▸ **Data provided**:
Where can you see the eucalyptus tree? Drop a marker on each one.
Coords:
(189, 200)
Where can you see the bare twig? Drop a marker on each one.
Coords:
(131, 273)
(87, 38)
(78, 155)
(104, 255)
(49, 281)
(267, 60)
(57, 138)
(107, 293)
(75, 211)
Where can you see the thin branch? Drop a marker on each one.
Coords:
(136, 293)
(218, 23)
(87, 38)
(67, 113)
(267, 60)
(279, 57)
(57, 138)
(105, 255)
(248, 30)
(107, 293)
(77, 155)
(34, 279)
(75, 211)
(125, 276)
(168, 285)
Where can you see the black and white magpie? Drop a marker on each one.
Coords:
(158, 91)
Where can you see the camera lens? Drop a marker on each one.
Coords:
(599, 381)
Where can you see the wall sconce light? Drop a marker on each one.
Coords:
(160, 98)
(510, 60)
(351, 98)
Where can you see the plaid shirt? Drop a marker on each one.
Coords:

▸ **Required task**: Rename "marker" to "pin" throughout all the entries above, and give them again with every other word unchanged.

▸ **Reply to the exercise**:
Where can you see the eucalyptus tree? Drop a pin on each one.
Coords:
(189, 200)
Where can you see the bare twig? Drop a pin on each one.
Coords:
(131, 273)
(87, 38)
(78, 155)
(104, 255)
(49, 281)
(267, 60)
(57, 138)
(107, 293)
(75, 211)
Where can you see the thin branch? Drop a pin on each one.
Coords:
(136, 293)
(218, 23)
(87, 38)
(67, 113)
(267, 60)
(279, 57)
(57, 138)
(105, 255)
(248, 30)
(107, 293)
(77, 155)
(34, 279)
(75, 211)
(125, 276)
(168, 285)
Where can you see the black and white magpie? Drop a pin on each one.
Coords:
(158, 91)
Where can you see the camera lens? Drop a pin on each one.
Coords:
(599, 381)
Where can you see the wall sconce light? Drop a pin on each one.
Coords:
(160, 98)
(510, 60)
(351, 98)
Where can you see the plaid shirt? Drop a pin on each one.
Coords:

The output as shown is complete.